Written instruction: Please reproduce the material below line for line, with no changes.

─── Provided entries ───

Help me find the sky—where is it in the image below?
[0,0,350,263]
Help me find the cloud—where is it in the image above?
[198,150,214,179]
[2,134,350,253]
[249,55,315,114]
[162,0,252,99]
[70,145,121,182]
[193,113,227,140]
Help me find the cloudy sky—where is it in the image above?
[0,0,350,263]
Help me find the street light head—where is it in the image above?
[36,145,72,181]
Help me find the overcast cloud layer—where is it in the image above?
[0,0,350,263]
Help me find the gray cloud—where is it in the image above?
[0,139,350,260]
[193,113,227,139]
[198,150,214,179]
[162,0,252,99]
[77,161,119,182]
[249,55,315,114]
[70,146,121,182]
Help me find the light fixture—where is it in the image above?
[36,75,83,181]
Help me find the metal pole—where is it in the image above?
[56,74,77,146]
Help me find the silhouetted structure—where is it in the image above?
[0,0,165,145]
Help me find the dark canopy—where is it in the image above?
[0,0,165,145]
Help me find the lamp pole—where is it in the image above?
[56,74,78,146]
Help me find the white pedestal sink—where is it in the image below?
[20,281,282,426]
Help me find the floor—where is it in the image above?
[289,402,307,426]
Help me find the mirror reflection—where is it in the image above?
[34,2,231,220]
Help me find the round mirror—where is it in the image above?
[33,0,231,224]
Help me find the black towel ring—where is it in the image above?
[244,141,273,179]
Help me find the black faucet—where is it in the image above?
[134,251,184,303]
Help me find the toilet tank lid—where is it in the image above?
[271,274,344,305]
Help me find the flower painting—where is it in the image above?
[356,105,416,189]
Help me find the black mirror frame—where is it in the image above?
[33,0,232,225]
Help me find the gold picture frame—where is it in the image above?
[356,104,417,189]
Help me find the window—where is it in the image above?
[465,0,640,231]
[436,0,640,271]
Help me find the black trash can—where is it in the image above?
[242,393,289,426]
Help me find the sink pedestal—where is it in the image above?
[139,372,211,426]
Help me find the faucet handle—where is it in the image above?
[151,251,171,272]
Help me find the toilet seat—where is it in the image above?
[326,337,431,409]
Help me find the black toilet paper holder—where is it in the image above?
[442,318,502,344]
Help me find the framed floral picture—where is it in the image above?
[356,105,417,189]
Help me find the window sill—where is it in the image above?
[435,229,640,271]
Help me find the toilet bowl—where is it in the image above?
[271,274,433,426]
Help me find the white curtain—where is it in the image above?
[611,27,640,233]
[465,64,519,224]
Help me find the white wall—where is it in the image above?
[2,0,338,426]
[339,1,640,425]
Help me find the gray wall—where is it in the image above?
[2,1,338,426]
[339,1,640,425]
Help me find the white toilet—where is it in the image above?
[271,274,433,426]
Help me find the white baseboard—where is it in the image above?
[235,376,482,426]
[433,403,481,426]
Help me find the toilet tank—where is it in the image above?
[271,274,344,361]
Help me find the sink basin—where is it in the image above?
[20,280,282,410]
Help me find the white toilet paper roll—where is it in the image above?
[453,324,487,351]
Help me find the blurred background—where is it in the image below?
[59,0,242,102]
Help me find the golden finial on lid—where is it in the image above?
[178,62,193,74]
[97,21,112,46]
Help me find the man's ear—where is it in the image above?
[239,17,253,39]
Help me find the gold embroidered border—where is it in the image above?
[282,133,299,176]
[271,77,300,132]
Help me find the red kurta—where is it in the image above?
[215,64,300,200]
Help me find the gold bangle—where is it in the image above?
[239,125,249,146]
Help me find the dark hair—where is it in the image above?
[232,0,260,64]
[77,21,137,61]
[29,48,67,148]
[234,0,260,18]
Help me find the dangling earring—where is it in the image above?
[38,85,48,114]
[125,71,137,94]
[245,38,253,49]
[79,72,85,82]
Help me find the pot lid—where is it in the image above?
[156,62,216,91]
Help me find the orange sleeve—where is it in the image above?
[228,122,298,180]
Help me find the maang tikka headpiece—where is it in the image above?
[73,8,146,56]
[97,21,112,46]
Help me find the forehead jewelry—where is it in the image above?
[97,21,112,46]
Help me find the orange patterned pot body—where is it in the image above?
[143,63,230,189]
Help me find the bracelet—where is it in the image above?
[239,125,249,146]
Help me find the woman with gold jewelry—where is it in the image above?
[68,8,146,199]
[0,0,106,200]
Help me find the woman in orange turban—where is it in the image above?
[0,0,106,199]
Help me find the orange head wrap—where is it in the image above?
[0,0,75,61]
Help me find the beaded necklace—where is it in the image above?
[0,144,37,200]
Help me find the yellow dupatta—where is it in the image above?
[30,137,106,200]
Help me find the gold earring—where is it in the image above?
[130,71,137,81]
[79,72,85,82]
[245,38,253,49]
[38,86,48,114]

───

Completed task:
Help me find the sky—where is it in the image below?
[0,0,350,263]
Help me find the cloud—where is it in the image above?
[198,150,214,179]
[2,134,350,253]
[249,55,315,114]
[162,0,252,99]
[70,145,121,182]
[193,113,227,140]
Help me find the cloudy sky—where is it in the image above?
[0,0,350,263]
Help me find the street light head—where is it in the image above?
[36,145,72,181]
Help me find the overcast cloud layer—where is it in the image above?
[0,0,350,263]
Help me find the gray cloud—where is it in the image above?
[0,139,350,260]
[193,113,227,139]
[198,150,214,179]
[162,0,252,99]
[77,161,119,182]
[249,55,315,114]
[70,146,121,182]
Help me find the light fixture—where is it in the image above?
[36,75,83,181]
Help me find the metal pole—where is it in the image above?
[56,74,77,146]
Help me find the silhouetted structure—where is it in the image above?
[0,0,165,145]
Help me find the dark canopy—where is it in the image above?
[0,0,165,145]
Help me find the lamp pole—where is it in the image above?
[56,74,78,146]
Help me find the white pedestal sink—where is it in the image below?
[20,281,282,426]
Help me find the floor—where is it in the image above?
[289,402,307,426]
Help me find the mirror reflection—where is it in the image above?
[34,2,231,220]
Help me find the round mirror—where is it in the image above?
[33,0,231,224]
Help me find the black towel ring—where is it in the image above?
[244,141,273,179]
Help me find the black faucet—where is it in the image above?
[134,251,184,303]
Help me find the toilet tank lid—where is it in the image above?
[271,274,344,305]
Help me find the flower painting—where is it in the image above?
[356,105,416,189]
Help me find the black mirror frame—where is it in the image above?
[33,0,232,225]
Help me find the gold picture frame—where is it in the image above?
[356,104,417,189]
Help me find the window—where is it in the image above?
[465,0,640,231]
[436,0,640,271]
Help me find the black trash can—where is it in the image above?
[242,393,289,426]
Help me find the sink pedestal—where is it in the image above?
[139,372,211,426]
Help me find the faucet handle—where is it in the image above?
[151,251,171,272]
Help me find the toilet seat—where is it in the image above?
[326,337,431,409]
Help me find the black toilet paper holder—where is it in the image above?
[442,318,502,344]
Help me find the framed floral picture—where is it in the image above?
[356,105,417,189]
Help me find the window sill—where is it in the image above?
[435,229,640,271]
Help me find the toilet bowl—where is it in the image above?
[271,274,433,426]
Help me find the white curtain—where is it in the image above?
[611,27,640,233]
[465,64,519,224]
Help me find the white wall—where is it in the image above?
[2,0,338,426]
[339,1,640,425]
Help me find the gray wall—where is it in the image above?
[2,1,338,426]
[339,1,640,425]
Help me find the white toilet—where is it in the image above?
[271,274,433,426]
Help me find the white baseboard—where is it in the image above?
[235,376,482,426]
[433,403,481,426]
Help me find the toilet tank—where is it in the image above?
[271,274,344,361]
Help me find the sink basin—where is it in the image above?
[20,280,282,410]
Help me find the white toilet paper roll—where is it in the image above?
[453,324,487,351]
Help me find the blurred background—where is it in the image below?
[59,0,242,102]
Help me find the golden finial on lid—where is it in the image above?
[178,62,193,74]
[97,21,112,46]
Help me find the man's ear—where is it in the image above?
[239,17,253,39]
Help me find the gold embroidered border—where is it in the image above?
[282,133,299,176]
[271,77,300,132]
Help me find the red kurta—where is it in the image above?
[215,64,300,200]
Help me find the gold bangle—where is it in the image above?
[239,125,249,146]
Help me find the dark hair—where is it in the image above?
[232,0,260,64]
[77,21,137,61]
[29,48,67,148]
[234,0,260,18]
Help me find the dangling earring—where is it in the image above?
[38,85,48,114]
[125,71,137,94]
[245,38,253,49]
[79,72,85,82]
Help me find the pot lid—where is it in the image above?
[156,62,216,91]
Help me find the orange sleeve—where is it in the image above?
[228,122,298,180]
Help me find the maang tikka headpiece—where is it in the image above?
[73,8,146,56]
[97,21,112,46]
Help me find the forehead jewelry—where is it in the image above?
[97,21,112,46]
Help me find the orange patterned pot body—where is it in the image above?
[143,63,230,189]
Help me find the bracelet—where is it in the image above?
[239,125,249,146]
Help me find the woman with gold jewelry—where is it in the image above?
[68,8,146,199]
[0,0,106,200]
Help me find the woman in orange turban—where is it in the image above?
[0,0,106,199]
Help me find the orange head wrap—where is it in the image above?
[0,0,75,61]
Help me find the beaded necklace—where is it in the image above?
[0,144,37,200]
Help me find the yellow dupatta—where is it in the image above?
[30,137,106,200]
Help me find the gold earring—where is it in the image above?
[130,71,137,81]
[79,72,85,82]
[245,38,253,49]
[38,86,48,114]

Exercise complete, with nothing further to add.